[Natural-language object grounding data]
• • • • •

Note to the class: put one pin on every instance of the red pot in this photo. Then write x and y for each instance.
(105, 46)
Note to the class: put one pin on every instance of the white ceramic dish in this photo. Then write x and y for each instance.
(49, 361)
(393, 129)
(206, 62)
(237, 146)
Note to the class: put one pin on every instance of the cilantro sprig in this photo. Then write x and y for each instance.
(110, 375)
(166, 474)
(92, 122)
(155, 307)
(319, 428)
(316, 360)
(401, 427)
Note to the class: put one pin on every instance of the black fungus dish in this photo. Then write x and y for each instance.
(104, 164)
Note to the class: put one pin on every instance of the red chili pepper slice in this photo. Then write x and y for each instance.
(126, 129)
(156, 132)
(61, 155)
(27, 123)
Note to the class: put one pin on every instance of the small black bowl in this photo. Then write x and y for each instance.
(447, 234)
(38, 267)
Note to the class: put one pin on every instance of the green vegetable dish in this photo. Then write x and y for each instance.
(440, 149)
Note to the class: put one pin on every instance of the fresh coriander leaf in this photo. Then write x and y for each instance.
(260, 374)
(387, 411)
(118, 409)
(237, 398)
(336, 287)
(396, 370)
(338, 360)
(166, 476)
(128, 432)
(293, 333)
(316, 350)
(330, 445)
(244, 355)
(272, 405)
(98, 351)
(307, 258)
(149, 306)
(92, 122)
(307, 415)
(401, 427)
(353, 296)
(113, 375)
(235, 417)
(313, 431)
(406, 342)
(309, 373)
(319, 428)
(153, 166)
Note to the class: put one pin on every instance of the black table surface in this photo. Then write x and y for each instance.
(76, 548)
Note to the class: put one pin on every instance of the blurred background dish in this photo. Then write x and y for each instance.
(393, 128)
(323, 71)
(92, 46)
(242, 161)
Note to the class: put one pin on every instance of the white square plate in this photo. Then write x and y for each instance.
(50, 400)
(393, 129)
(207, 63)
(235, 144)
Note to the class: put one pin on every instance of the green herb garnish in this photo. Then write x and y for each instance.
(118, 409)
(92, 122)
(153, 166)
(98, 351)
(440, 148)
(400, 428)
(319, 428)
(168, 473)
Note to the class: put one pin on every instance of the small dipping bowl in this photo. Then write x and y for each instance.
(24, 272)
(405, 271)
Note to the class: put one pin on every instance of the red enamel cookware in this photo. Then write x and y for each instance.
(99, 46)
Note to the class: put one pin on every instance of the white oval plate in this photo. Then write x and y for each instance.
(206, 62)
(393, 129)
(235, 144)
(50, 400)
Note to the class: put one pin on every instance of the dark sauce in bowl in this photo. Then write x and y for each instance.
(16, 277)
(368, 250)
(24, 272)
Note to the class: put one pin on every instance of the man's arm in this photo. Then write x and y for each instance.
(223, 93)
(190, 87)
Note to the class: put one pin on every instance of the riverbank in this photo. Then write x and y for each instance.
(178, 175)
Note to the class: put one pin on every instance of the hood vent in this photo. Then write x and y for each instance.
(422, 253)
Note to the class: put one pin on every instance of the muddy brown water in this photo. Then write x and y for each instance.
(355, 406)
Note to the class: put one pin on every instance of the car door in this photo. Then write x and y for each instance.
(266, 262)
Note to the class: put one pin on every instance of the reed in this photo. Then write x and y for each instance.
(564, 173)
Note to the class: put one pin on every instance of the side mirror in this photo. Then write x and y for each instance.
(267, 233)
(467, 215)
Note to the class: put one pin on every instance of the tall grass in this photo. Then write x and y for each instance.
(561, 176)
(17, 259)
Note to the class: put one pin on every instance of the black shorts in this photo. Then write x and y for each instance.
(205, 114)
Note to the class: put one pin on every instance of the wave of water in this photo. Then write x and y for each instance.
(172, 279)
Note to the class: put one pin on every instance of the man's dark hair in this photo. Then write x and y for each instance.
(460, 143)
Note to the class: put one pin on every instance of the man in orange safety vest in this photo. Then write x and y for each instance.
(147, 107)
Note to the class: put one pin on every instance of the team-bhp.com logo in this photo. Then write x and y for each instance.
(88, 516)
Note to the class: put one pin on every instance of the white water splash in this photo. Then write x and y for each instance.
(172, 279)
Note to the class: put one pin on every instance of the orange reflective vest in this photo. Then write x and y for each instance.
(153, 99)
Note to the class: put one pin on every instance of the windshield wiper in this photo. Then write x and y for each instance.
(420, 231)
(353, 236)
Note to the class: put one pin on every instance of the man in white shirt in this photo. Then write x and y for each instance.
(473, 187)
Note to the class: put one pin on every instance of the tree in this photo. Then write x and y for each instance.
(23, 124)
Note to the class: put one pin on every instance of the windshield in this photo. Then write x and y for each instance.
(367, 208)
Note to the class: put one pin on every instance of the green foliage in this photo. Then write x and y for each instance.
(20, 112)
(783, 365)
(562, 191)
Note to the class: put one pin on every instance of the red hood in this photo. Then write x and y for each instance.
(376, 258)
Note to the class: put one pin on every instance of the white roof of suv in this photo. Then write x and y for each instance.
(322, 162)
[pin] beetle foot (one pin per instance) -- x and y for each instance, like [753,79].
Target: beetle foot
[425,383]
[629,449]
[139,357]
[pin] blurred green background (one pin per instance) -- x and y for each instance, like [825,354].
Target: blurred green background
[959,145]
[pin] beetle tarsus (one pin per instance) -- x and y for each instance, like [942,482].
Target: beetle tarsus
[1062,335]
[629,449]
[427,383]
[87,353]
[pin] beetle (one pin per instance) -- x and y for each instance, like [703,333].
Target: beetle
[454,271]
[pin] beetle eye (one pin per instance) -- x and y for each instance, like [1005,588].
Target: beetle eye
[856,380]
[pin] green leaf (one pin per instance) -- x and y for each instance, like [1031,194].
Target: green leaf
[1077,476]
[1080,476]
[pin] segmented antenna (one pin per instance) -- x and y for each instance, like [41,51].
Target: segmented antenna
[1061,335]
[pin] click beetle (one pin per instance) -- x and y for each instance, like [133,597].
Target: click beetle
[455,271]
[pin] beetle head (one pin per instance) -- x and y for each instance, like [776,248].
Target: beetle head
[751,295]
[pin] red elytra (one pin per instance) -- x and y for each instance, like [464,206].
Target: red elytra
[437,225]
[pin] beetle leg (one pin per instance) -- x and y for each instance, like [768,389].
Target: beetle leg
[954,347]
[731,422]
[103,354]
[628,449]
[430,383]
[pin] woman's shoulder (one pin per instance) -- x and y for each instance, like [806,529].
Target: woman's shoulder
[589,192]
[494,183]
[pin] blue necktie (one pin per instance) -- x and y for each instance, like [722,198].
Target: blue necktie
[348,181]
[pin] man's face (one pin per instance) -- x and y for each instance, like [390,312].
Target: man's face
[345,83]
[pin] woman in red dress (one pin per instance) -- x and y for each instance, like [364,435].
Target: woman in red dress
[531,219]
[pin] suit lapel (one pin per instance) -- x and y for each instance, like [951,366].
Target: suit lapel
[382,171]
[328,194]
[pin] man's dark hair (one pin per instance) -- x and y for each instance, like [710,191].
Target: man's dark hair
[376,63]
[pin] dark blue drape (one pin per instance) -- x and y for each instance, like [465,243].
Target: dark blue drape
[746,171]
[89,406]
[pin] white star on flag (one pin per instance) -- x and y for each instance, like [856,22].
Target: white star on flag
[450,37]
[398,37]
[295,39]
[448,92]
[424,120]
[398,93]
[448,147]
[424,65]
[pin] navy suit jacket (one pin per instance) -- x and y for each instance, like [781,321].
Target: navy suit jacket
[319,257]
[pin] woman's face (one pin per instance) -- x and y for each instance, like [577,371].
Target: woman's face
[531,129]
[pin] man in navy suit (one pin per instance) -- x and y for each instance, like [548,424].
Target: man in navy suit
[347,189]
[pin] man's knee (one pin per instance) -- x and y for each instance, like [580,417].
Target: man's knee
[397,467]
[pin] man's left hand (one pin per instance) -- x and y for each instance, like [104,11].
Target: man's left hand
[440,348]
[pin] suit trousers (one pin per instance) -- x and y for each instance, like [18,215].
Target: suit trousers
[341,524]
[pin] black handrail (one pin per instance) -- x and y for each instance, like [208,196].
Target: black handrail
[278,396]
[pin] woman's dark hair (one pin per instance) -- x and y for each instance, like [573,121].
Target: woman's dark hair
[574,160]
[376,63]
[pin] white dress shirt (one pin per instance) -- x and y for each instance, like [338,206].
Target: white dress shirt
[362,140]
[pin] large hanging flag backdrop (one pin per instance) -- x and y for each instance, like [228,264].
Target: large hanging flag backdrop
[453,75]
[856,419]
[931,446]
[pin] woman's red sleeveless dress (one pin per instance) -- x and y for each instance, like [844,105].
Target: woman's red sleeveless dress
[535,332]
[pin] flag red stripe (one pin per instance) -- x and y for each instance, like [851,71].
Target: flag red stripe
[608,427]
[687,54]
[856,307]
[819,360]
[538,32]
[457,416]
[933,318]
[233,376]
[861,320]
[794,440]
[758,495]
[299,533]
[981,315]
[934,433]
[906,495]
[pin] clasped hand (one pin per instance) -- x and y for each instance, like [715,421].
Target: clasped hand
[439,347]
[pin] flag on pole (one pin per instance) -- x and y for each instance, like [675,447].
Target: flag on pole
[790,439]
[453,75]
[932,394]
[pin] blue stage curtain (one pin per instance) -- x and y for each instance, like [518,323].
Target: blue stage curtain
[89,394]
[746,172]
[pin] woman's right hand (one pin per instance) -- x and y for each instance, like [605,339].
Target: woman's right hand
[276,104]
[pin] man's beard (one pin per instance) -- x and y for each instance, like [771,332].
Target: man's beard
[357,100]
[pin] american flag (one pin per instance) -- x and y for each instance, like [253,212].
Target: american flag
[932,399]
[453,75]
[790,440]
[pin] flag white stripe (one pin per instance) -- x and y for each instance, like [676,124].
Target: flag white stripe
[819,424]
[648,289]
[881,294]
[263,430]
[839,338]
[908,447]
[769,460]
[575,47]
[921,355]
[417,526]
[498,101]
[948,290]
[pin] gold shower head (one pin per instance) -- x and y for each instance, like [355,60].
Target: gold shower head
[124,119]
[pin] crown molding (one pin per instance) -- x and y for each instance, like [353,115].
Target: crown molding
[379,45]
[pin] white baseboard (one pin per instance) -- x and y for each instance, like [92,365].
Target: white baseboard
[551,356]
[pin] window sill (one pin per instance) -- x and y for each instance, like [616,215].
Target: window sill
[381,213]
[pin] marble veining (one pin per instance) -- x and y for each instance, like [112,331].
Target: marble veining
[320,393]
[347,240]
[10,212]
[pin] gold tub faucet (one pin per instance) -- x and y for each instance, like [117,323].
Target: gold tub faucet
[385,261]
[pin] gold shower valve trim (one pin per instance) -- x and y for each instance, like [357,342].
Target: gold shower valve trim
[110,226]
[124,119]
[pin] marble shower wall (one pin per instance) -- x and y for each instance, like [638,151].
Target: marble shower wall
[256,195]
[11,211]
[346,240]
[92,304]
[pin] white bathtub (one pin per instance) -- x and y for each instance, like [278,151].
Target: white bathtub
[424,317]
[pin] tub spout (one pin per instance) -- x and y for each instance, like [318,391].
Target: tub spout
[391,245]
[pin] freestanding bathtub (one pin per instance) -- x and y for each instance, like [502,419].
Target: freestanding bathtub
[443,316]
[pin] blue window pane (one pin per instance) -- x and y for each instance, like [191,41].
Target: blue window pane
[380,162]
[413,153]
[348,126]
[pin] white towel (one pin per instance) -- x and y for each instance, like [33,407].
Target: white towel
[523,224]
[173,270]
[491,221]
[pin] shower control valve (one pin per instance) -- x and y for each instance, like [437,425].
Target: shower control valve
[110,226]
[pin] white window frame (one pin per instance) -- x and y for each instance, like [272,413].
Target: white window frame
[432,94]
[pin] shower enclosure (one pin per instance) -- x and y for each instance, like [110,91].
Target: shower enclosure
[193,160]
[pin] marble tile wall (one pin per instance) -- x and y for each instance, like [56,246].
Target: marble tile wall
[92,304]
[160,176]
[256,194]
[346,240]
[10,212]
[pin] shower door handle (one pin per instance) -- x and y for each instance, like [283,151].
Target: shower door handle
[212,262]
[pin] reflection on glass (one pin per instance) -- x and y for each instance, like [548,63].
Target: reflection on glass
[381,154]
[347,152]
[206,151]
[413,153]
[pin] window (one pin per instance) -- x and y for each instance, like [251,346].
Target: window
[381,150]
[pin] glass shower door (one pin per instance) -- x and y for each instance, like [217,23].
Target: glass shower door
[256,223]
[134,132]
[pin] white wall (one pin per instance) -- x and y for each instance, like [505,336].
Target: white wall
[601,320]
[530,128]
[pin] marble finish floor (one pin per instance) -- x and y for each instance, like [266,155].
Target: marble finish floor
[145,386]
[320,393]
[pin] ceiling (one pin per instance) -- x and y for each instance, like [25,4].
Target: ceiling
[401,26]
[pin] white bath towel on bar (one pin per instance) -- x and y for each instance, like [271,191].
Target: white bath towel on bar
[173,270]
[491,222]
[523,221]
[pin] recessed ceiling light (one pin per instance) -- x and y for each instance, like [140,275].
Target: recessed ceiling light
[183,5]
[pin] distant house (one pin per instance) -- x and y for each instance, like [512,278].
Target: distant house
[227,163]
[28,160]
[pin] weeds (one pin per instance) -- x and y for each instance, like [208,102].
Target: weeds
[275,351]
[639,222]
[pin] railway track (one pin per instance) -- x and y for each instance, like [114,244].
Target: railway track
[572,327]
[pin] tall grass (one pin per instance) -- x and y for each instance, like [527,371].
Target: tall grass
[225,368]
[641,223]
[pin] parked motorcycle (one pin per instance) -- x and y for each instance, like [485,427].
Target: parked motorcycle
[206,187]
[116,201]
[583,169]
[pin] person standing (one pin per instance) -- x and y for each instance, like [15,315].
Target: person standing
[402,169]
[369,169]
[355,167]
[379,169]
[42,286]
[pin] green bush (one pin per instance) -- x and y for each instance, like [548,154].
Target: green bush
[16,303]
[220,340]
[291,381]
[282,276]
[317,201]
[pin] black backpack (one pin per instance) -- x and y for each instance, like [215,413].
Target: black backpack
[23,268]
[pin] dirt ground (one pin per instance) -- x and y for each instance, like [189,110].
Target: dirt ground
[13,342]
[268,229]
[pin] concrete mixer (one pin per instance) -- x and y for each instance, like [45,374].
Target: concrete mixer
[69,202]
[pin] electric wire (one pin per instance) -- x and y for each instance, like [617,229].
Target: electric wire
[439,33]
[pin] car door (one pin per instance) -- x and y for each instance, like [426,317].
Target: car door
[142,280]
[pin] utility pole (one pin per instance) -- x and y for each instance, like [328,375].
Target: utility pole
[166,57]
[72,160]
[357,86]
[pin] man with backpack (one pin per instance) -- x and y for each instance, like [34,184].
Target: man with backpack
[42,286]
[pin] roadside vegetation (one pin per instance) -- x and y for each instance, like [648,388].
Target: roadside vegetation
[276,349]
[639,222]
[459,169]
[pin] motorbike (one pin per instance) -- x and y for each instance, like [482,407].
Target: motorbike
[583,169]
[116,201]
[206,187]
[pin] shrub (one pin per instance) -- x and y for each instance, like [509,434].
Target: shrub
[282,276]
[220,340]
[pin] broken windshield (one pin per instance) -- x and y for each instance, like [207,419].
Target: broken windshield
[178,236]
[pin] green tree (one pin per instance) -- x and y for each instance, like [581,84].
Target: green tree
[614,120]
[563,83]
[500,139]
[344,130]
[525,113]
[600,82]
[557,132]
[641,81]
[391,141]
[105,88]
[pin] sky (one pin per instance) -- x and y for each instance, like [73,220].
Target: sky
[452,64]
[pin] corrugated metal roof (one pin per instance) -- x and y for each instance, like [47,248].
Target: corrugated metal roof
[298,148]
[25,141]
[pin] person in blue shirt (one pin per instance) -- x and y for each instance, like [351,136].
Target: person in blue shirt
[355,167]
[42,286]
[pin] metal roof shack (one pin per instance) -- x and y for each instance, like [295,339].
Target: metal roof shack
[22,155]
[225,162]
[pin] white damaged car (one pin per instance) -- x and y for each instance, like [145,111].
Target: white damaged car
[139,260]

• • • • •

Exercise prompt
Look above for the line holding "Target: reflection on glass". Print it and every line after it, exactly, through the line holding "[pin] distant house".

Exercise output
Target: reflection on glass
[381,154]
[347,152]
[206,151]
[413,153]
[pin] window (one pin per instance) -- x and y for each instance, like [251,346].
Target: window
[381,150]
[pin] glass shower door (one pin per instance) -- x and y for each instance, like [217,23].
Target: glass shower door
[256,223]
[134,132]
[pin] white wall (one pin per instance) -- x and y for each instance, like [505,336].
Target: white wall
[601,320]
[530,128]
[pin] marble finish floor (one pin per instance) -- x and y for each instance, like [266,155].
Target: marble finish floor
[145,386]
[320,393]
[pin] ceiling (one pin per instance) -- x and y for each instance, like [25,4].
Target: ceiling
[401,26]
[pin] white bath towel on bar (one pin per instance) -- x and y for each instance, like [271,191].
Target: white bath towel on bar
[173,270]
[491,222]
[523,221]
[pin] recessed ceiling light (one pin per instance) -- x and y for each instance, like [140,275].
Target: recessed ceiling light
[183,5]
[pin] distant house (one pin per instance) -- x and y for each instance, like [512,278].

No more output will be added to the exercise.